§ **Texto seleccionado**:
----------
En junio de 2001, Humberto Ak’abal dio una memorable lectura en la Biblioteca Municipal de Carmona para presentar el nº 16 de Palimpsesto, en cuya colección editamos el volumen Todo tiene habla, una representativa antología de sus poemas hasta esa fecha. Desde entonces, el poeta guatemalteco nos ha visitado varias veces más y ha colaborado en la revista asiduamente con versos y prosas de diversa índole. Esta entrevista es, pues, el lógico resultado de tan estrecha convivencia y, en cierto modo, la culminación del conocimiento humano y literario de un hombre cordial, de fácil trato, atento y comedido, cualidades que se corresponden con su amplitud de miras y el espíritu acogedor de su poesía.
Francisco José Cruz: En “Ausencia recuperada”, breve y conmovedor texto autobiográfico, incluido en Todo tiene habla (2000), confiesas que la pobreza de tus padres te dejó sin niñez. A los seis años ya ayudabas a tu padre a cargar leña y muchos poemas tuyos, con una desnudez que habla por sí sola, muestran las consecuencias individuales y colectivas de esta situación, como “Cansancio”, “Sin puertas”, “Sal negra”, “La esclava” o “Lejanía”. Este último reza así: “En este país pequeño / todo queda lejos: // la comida, / las letras, / la ropa…” ¿Qué sentimientos albergabas entonces ante tantas carencias? ¿Cómo te defendías de ella y en qué aspectos han marcado tu vida?
----------
§ **Información proporcionada**:
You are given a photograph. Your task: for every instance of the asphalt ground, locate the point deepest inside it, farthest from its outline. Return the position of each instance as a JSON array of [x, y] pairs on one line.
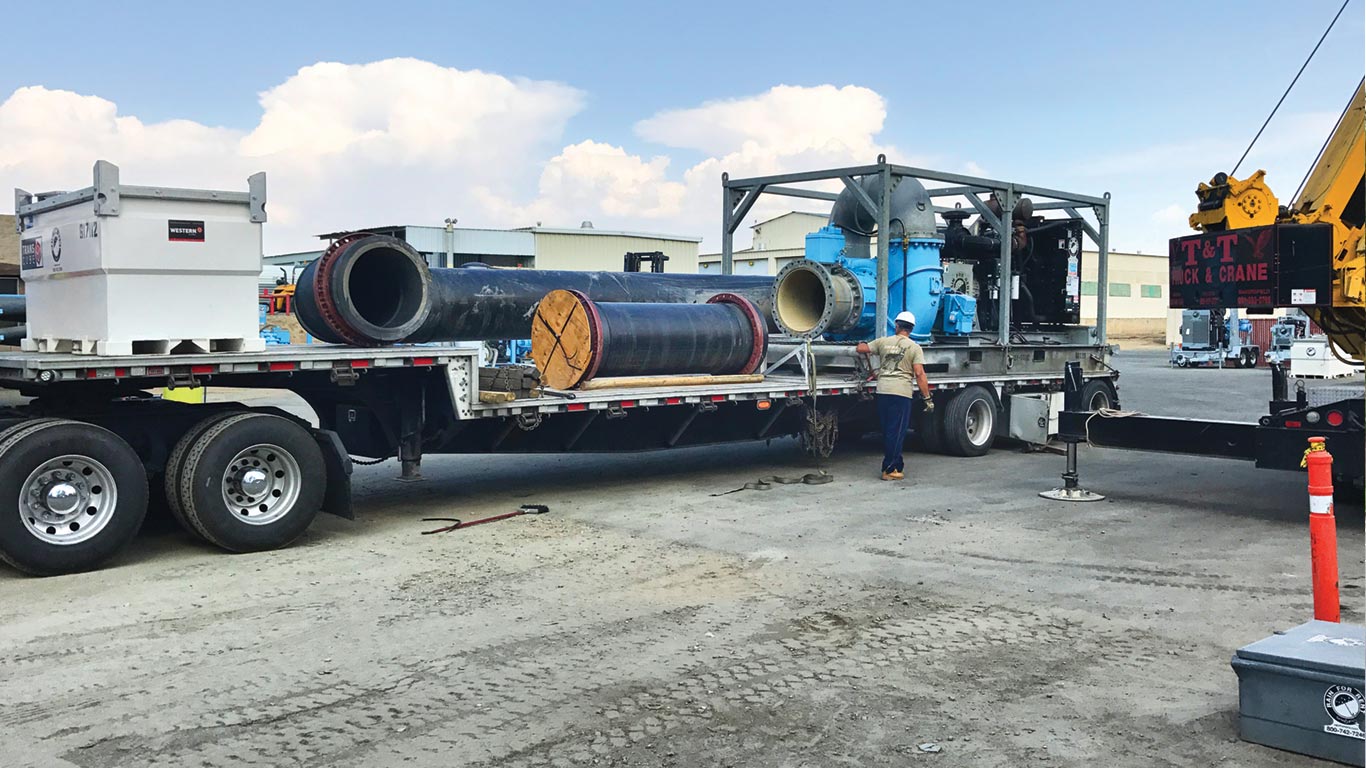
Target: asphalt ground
[[951, 619]]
----------
§ **Reto**: Prosigue la entrevista a Humberto Ak’abal a partir de la última pregunta que aparece en ella.

§ **Respuesta escrita**:
Humberto Ak’abal: Cuando yo era pequeño no tenía conciencia de nuestra pobreza, para mí era normal andar remendado o roto. Al entrar a la adolescencia y juventud me enfrenté a nuestra realidad. Fue duro ese encontronazo, me dolió, sí, me dolió mucho. Desgraciadamente, mi padre había caído en el alcoholismo y eso contribuyó a que nuestra situación fuera aún más difícil. Experimenté un choque de sentimientos, frustración, vergüenza, inseguridad. Y aquí mi madre fue un ejemplo y bastión de dignidad. Ella me infundió el amor a los oficios y me incentivó a mirar la vida con la frente en alto. Sacando fuerzas de no sé dónde, no me refugié en la amargura ni en la envidia. Trabajé la tierra al lado de mi padre, fui tejedor de cobijas, elaboradas con lana de oveja, y obrero. Me acomodé a mis limitaciones económicas. Después del trabajo del día a día, buscando cómo paliar mis horas libres, me propuse aprender a tocar guitarra con la ayuda de un amigo tejedor. Acordes elementales, nada complicados, pues en el pueblo no había escuelas de música, todo se hacía al oído. Eso fue una gran liberación, yo andaba por el pueblo con ella al hombro, cantando, dando serenatas y haciendo algunos amigos. El hecho de cantar y tocar me ayudó a agarrar seguridad.
Aparte de la guitarra, los libros fueron un fuerte apoyo y vinieron a ocupar un lugar fundamental en mi vida, ayudándome a superar paso a paso mis inseguridades. Desde entonces, me acostumbré a la vida sencilla. No tengo lujos, mi casa es modesta. Aprendí que la felicidad no depende de la pobreza ni de la abundancia.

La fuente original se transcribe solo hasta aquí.